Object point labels
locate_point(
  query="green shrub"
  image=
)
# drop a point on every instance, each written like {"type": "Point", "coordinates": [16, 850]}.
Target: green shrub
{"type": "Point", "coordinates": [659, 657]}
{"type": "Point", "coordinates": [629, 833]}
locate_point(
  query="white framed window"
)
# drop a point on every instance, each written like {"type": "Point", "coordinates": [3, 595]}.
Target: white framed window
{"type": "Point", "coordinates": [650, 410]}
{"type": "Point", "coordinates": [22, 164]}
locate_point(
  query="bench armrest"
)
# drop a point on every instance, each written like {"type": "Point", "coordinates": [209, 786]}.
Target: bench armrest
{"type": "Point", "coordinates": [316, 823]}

WHAT IS EXPECTED —
Extract each line of the material exactly as it stands.

ANSWER TO THIS PROBLEM —
locate_point(
  query="green shrub"
  image=
)
# drop a point on every instance, each written like {"type": "Point", "coordinates": [16, 850]}.
Target: green shrub
{"type": "Point", "coordinates": [659, 657]}
{"type": "Point", "coordinates": [629, 833]}
locate_point(
  query="white framed window"
)
# drop a point on every instance, each written like {"type": "Point", "coordinates": [3, 595]}.
Target: white framed window
{"type": "Point", "coordinates": [650, 410]}
{"type": "Point", "coordinates": [22, 164]}
locate_point(
  query="bench armrest"
)
# drop a point on every instance, each written like {"type": "Point", "coordinates": [209, 786]}.
Target: bench armrest
{"type": "Point", "coordinates": [316, 823]}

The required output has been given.